- _BRIEF_
Beginning with the line that has "Target: finger", reproduce each remaining line of the data exactly, down to and including the last.

(MATERIAL PROVIDED Opens)

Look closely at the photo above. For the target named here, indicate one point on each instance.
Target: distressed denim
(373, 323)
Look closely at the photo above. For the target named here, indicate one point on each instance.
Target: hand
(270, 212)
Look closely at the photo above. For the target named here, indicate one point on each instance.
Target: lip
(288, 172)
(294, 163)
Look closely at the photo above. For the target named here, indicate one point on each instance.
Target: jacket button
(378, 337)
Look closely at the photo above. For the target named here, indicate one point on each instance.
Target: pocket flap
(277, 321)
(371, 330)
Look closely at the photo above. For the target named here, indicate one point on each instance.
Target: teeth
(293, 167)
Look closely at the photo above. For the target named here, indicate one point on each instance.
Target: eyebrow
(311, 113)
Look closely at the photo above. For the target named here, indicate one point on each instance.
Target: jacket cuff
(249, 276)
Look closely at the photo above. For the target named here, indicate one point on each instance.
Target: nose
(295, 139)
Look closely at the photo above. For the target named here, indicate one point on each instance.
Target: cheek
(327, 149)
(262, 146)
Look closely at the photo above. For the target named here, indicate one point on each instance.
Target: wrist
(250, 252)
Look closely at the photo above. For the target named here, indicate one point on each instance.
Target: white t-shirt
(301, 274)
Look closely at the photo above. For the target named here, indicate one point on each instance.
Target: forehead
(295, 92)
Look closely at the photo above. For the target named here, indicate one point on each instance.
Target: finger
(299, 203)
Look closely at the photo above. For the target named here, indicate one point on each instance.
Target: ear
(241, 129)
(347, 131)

(MATERIAL PROVIDED Closes)

- _THE ANSWER_
Target: finger
(299, 203)
Look closely at the photo above. For the target named here, indicate one point on each instance.
Target: ear
(241, 129)
(347, 131)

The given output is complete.